Report every line of the records that contains the word "water".

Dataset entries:
=== Begin Enclosure ===

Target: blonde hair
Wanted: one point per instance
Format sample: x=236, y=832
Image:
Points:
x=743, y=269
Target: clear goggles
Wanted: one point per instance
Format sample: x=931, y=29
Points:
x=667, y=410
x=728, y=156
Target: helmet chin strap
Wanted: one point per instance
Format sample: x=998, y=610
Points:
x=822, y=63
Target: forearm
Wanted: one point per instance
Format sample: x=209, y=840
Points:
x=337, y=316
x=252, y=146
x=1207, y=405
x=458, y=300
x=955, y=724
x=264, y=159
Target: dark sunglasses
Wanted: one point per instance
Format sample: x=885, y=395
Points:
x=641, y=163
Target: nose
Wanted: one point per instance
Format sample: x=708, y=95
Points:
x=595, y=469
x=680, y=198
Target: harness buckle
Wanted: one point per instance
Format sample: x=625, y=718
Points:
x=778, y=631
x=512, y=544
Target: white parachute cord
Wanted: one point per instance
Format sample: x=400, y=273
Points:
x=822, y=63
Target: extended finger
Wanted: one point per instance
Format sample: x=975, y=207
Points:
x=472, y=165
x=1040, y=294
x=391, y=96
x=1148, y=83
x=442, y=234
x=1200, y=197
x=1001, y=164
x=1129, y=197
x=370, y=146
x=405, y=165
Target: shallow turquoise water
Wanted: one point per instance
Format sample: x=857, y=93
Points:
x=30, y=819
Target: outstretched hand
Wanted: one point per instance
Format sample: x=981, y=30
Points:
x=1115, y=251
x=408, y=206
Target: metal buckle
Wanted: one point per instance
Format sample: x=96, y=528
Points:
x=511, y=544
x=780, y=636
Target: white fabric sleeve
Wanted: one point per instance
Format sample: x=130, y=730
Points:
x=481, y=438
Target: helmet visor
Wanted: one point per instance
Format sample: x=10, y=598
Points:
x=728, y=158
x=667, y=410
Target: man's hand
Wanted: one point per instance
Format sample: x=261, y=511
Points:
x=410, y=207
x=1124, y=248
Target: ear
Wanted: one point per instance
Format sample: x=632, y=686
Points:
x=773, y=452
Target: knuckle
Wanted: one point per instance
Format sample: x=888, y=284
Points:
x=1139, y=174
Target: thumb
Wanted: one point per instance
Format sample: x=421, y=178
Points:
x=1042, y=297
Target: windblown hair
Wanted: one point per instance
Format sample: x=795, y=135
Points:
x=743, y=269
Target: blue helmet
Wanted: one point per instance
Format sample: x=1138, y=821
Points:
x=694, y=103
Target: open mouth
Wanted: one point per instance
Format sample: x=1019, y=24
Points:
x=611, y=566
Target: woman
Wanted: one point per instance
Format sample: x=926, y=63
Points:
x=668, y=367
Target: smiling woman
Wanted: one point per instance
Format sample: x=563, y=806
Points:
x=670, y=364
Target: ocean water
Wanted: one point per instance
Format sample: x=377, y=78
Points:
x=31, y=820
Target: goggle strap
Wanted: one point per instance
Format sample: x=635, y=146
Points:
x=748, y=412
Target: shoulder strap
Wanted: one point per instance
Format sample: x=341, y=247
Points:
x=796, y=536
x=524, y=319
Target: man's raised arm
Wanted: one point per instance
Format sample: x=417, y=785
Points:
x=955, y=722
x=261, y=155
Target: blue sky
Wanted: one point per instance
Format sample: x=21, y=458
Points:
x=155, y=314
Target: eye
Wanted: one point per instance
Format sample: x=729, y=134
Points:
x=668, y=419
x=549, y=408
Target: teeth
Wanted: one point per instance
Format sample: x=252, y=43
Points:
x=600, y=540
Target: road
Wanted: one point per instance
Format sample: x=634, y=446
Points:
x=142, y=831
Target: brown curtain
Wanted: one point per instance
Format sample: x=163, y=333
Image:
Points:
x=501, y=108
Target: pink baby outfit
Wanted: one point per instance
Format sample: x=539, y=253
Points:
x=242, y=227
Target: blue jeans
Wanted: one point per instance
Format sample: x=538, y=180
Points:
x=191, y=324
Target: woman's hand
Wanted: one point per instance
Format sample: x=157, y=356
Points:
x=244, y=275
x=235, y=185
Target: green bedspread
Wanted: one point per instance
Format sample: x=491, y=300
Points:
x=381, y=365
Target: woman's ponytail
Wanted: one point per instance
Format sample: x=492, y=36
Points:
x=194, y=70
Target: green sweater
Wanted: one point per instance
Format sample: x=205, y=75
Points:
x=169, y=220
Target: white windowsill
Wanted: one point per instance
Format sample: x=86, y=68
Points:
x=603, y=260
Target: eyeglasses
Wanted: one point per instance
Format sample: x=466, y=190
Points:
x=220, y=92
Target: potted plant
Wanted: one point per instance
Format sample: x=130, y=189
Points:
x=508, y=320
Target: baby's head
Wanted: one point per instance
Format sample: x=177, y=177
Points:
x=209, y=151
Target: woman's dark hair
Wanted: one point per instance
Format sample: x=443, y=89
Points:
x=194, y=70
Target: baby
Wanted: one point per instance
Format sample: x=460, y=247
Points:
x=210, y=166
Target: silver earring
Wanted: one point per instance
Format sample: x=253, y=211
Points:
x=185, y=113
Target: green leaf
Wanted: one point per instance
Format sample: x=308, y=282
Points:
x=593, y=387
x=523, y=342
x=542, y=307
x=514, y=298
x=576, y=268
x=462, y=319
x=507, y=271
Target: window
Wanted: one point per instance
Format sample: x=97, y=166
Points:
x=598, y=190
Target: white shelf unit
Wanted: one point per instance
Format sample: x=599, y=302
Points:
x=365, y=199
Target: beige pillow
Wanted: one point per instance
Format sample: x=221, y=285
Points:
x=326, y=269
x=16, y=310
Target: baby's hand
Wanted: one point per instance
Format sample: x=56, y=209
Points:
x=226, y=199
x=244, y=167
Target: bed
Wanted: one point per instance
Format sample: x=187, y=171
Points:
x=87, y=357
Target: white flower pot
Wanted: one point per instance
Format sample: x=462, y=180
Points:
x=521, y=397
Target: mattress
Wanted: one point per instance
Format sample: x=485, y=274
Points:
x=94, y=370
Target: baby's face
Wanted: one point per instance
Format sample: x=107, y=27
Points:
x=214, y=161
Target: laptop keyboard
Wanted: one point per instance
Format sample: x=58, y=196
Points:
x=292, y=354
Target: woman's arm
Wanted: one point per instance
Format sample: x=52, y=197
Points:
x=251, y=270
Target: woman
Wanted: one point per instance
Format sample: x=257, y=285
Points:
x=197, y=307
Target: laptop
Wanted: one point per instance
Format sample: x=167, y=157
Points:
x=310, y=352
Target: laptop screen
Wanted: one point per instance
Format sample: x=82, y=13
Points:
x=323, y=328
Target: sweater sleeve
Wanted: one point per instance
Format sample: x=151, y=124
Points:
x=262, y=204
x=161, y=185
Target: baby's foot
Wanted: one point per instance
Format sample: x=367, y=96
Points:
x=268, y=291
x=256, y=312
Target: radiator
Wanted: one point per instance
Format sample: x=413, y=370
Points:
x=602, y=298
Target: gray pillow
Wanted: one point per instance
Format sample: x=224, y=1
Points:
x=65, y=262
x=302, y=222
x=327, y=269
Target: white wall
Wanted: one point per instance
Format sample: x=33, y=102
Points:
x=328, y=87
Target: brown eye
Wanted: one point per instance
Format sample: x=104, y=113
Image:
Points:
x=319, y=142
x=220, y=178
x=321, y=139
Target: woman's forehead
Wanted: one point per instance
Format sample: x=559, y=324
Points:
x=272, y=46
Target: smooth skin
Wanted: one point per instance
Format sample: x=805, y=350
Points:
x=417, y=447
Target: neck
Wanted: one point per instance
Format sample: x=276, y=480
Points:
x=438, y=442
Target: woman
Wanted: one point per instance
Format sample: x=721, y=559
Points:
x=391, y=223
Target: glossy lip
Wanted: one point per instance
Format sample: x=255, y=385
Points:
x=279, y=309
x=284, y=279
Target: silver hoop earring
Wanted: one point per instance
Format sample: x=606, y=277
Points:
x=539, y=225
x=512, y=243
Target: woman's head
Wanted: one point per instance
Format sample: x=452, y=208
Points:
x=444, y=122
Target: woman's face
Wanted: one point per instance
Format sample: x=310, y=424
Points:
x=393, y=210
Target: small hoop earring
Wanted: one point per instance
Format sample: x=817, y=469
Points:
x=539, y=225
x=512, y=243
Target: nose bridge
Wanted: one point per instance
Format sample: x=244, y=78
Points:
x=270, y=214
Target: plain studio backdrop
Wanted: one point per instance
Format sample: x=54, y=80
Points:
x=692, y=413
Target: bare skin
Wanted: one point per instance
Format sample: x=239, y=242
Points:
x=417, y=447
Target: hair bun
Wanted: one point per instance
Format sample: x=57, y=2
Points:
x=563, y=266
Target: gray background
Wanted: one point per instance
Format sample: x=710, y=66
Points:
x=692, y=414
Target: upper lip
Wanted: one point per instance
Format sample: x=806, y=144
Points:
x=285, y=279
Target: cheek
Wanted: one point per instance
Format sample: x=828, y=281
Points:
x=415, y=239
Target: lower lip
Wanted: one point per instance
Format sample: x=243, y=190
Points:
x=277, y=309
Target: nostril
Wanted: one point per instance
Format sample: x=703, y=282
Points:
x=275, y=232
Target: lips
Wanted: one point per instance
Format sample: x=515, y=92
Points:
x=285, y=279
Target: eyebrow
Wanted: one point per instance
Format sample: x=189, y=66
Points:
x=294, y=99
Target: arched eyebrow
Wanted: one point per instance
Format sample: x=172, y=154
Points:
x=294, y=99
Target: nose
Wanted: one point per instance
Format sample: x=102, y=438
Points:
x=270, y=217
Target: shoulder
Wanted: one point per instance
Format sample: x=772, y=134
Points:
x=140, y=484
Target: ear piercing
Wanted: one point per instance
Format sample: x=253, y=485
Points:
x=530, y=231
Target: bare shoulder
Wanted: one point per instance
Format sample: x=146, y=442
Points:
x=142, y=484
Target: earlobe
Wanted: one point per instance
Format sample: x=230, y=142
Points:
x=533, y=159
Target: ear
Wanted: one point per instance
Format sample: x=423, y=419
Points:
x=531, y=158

=== End Enclosure ===

ANSWER BELOW:
Target: shallow turquoise water
Target: ocean water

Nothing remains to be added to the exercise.